- Set task -
Copy the stretch of the records from the line containing "Check that each instance of the stone block" through the end of the records, requests included, and shift every x and y coordinate in the answers up by 136.

[Coordinate note records]
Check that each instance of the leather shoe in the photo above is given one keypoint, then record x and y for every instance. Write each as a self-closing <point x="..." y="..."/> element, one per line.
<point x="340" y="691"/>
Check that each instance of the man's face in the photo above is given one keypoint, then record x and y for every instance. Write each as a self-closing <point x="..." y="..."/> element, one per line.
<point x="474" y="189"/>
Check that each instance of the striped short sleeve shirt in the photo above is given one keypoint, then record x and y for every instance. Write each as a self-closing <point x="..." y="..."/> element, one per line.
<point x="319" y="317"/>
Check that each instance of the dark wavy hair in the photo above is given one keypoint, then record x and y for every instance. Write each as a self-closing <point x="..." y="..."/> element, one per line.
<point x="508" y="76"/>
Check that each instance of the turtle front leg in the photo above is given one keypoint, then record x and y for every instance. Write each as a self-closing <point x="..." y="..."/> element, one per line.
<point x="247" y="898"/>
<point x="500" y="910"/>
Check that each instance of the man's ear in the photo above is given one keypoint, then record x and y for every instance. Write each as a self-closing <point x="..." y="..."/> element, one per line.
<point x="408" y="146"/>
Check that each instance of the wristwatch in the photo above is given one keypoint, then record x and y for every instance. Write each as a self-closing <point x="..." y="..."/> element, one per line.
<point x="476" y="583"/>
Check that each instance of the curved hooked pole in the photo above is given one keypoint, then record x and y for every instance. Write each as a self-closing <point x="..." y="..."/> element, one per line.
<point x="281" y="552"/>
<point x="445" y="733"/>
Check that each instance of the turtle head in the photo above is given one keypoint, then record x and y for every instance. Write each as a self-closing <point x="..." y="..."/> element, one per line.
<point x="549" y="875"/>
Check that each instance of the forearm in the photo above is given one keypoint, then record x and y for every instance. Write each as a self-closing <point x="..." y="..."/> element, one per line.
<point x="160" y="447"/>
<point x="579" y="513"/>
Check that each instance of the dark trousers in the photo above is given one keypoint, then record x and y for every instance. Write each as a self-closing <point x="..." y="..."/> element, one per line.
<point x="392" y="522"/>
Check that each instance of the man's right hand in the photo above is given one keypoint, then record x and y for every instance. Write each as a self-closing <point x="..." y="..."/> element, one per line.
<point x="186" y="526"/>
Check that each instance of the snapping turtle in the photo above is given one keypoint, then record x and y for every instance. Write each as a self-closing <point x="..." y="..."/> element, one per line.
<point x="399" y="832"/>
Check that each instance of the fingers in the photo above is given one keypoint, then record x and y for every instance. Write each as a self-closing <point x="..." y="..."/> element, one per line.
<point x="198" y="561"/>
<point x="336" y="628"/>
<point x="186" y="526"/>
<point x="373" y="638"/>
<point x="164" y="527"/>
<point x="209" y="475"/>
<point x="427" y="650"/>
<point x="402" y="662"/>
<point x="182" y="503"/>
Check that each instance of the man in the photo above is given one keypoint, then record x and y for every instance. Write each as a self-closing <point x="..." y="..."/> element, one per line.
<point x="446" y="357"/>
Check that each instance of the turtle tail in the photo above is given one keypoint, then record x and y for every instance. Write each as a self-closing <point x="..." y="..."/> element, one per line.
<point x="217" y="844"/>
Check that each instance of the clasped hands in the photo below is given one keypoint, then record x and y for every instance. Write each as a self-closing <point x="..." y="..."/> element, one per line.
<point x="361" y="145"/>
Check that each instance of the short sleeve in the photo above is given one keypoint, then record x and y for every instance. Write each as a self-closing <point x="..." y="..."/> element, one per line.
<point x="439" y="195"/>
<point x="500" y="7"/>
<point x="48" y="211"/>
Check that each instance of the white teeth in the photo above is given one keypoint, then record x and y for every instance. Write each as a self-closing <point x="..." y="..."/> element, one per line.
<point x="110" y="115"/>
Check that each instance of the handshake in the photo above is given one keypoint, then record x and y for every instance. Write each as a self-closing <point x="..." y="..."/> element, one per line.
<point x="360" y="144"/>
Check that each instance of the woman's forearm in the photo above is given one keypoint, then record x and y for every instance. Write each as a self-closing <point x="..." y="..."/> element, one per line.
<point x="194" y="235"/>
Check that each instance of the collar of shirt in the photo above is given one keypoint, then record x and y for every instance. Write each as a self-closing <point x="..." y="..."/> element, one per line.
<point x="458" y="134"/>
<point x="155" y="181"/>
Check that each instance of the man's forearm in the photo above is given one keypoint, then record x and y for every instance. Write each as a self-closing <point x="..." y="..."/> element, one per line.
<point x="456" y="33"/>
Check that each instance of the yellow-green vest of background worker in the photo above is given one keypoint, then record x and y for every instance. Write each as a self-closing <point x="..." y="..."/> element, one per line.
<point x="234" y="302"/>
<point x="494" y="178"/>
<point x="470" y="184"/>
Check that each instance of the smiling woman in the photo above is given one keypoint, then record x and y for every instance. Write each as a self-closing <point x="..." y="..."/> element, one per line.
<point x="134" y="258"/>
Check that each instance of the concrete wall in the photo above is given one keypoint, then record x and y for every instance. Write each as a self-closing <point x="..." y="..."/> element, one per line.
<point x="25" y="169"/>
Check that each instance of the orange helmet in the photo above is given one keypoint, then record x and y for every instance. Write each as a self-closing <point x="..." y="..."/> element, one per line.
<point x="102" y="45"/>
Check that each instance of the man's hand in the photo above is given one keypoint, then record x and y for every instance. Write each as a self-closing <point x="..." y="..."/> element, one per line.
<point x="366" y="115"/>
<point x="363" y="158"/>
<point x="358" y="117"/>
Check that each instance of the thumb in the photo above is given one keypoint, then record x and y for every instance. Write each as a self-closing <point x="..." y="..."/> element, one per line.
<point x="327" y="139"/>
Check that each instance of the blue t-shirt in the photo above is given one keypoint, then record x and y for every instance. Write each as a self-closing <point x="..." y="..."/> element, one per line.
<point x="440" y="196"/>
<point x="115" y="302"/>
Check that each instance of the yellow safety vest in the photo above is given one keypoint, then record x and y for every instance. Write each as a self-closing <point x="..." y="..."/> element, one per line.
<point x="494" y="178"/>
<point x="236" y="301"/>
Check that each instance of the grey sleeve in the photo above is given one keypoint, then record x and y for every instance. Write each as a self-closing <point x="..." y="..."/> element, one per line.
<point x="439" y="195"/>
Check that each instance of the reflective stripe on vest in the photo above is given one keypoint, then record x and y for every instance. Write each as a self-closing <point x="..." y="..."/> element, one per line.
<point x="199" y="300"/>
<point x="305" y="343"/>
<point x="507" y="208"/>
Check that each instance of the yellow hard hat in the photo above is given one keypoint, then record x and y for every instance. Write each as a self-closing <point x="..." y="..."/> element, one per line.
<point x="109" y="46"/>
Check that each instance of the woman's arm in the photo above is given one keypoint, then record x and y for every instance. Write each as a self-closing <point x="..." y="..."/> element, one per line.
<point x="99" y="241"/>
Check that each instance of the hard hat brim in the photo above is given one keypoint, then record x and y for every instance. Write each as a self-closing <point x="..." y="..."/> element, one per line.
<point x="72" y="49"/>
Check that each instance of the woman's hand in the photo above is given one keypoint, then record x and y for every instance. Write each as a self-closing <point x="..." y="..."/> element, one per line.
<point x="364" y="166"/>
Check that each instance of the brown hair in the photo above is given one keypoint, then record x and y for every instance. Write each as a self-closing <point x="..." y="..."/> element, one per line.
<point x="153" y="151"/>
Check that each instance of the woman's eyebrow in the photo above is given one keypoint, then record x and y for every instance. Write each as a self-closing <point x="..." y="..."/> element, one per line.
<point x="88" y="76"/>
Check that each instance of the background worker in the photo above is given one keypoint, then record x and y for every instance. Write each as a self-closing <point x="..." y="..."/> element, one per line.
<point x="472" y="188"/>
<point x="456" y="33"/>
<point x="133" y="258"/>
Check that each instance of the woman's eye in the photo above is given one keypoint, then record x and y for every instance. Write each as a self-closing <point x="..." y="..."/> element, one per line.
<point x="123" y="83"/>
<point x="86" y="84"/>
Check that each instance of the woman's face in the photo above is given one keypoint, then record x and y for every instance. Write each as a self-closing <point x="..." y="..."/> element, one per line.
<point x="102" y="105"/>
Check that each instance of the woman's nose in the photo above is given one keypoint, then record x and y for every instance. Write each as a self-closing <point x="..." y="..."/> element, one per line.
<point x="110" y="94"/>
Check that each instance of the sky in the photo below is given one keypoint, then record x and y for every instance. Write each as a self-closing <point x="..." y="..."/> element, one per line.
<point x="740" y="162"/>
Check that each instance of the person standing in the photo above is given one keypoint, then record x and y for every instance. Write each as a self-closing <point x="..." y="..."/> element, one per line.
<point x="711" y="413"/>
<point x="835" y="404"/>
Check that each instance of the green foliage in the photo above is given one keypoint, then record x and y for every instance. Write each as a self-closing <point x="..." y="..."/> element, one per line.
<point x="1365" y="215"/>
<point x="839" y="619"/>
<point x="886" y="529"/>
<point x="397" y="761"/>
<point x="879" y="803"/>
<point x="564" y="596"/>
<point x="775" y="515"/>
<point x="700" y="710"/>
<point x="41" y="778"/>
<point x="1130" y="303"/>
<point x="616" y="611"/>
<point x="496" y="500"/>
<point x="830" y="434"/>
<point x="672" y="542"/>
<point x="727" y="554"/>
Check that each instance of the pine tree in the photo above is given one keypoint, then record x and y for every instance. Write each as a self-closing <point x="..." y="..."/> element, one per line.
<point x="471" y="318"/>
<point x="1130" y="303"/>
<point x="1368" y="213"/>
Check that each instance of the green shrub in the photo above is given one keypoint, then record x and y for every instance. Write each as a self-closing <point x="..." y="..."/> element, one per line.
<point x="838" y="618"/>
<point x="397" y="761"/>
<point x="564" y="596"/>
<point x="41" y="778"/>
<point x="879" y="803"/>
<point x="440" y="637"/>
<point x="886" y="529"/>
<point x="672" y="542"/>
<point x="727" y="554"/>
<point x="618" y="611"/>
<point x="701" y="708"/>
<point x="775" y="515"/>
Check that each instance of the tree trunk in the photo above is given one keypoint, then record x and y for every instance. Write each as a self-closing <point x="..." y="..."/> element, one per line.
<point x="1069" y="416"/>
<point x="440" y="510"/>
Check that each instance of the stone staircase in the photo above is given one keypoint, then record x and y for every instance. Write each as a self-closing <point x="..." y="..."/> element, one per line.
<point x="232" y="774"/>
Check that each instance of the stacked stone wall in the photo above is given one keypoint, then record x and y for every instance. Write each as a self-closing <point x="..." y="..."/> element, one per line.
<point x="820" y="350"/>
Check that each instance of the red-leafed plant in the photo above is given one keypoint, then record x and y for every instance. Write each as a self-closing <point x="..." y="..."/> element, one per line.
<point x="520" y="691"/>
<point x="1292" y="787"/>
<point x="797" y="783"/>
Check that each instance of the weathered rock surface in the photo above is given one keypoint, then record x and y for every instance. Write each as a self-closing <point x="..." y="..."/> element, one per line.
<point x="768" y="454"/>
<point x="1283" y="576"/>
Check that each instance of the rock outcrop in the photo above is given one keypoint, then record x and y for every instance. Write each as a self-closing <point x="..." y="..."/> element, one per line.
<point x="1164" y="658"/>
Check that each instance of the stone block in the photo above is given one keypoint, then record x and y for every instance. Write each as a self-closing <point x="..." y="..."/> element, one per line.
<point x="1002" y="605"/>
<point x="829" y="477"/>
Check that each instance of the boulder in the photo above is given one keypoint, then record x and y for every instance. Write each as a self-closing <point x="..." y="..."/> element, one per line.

- Answer to the task -
Check that each instance of the stone block in the photo above is given one keypoint, then record x and y for every instance. Write each as a self-closing <point x="..." y="..."/> element, one per line.
<point x="1138" y="741"/>
<point x="965" y="613"/>
Check that each instance of the boulder in the photo above is given one keypoint, then record x and y for every instance. Write each as a self-closing <point x="..." y="..."/> element, one per line.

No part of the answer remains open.